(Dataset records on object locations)
_ _ _ _ _

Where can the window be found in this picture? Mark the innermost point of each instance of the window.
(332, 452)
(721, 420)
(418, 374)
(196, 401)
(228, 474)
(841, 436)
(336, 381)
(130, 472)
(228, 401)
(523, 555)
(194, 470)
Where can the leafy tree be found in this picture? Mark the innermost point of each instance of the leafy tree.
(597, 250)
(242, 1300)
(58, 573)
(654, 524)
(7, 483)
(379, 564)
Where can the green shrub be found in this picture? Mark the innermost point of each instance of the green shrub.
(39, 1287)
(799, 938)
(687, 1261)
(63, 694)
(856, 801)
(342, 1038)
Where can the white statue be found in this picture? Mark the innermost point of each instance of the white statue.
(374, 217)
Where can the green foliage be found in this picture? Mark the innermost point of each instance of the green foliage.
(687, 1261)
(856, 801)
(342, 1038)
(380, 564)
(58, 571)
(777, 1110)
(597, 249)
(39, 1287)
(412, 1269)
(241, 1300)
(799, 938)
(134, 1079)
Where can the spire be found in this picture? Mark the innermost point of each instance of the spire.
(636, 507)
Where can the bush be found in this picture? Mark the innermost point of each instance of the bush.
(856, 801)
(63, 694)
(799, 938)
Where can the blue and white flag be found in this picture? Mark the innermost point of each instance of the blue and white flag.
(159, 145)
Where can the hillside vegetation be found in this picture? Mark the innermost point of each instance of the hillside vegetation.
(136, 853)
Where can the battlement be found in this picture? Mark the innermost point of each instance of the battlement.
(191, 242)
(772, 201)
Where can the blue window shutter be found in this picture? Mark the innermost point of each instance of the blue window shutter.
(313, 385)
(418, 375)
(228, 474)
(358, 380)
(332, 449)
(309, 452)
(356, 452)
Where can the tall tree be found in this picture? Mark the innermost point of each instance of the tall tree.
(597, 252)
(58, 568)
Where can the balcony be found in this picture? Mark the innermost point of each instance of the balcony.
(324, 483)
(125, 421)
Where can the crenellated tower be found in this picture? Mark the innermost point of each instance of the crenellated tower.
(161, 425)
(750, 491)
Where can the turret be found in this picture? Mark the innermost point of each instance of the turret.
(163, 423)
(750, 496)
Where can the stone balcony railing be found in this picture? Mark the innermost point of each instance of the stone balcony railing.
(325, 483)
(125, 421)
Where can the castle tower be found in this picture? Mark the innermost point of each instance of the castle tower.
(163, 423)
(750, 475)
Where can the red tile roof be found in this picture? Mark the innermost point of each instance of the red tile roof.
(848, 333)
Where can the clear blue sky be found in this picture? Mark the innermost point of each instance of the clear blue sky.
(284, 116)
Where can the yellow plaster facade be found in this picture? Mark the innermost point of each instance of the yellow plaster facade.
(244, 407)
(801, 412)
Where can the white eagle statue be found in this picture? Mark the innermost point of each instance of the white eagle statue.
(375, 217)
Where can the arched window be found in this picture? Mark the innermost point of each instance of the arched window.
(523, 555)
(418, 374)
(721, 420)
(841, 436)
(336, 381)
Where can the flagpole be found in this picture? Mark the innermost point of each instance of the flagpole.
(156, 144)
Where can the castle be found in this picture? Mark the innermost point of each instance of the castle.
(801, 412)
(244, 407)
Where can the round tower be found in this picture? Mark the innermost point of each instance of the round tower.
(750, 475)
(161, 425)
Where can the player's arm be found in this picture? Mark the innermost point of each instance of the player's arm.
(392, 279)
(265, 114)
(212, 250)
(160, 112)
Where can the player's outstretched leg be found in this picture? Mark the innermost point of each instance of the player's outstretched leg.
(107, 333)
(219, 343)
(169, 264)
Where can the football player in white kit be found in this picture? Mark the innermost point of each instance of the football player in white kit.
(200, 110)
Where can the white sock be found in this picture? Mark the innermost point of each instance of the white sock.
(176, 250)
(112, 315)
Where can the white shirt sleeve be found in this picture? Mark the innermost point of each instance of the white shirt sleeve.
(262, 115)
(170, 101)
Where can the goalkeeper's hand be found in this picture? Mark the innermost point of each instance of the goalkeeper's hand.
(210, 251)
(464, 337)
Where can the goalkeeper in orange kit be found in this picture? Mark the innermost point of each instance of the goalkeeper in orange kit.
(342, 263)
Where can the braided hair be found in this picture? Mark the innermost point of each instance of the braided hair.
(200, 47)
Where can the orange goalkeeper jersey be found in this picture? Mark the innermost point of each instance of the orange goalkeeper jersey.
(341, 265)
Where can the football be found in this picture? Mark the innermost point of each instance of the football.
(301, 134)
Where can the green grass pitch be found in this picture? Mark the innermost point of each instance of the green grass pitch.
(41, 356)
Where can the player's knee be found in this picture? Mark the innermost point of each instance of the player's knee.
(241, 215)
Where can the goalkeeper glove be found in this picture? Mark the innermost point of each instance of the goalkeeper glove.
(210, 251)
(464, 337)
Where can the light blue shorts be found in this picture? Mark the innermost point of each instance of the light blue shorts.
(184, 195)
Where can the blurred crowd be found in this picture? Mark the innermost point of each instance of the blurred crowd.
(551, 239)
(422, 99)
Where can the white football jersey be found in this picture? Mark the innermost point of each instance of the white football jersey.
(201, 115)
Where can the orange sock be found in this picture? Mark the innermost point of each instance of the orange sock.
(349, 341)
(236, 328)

_ _ _ _ _

Work to complete
Starting with the line that contains "Where can the orange goalkeeper" and going on through the end of the material, format the material as a two-column CSV with columns "text" and "answer". Give one row per item with its answer, and put each value in a single quoted field with line breaks replaced by spaces.

Output for this task
text,answer
"Where can the orange goalkeeper jersey be found in this picture? Mark the innermost point of each instance of the orange goalkeeper jersey.","(341, 265)"
"Where can the football be found in this picture? Mark the innermost point of each instance of the football.","(301, 134)"
"Where can the green grass pitch be found in this picture? Mark the innermost point of each instance of the green grass pitch.","(41, 356)"
"Where can the player's knee be found in this picture? Mark the innermost point of each instance of the player's knee.","(241, 215)"
"Where can the goalkeeper glove be found in this picture? Mark the innermost point of each instance of the goalkeeper glove.","(210, 251) (464, 337)"
"Where can the light blue shorts be found in this picture? Mark the innermost point of each instance of the light blue shorts.","(184, 195)"
"Where can the blurred crowd be found in this picture? Mark the innermost point of each instance of the blurred crowd.","(551, 239) (422, 99)"
"Where can the white football jersey be found in this picture? Mark the innermost point of each instance of the white football jersey.","(201, 115)"
"Where can the orange sock be found in this picture? Mark the innermost point of each instance of the orange sock.","(349, 341) (236, 328)"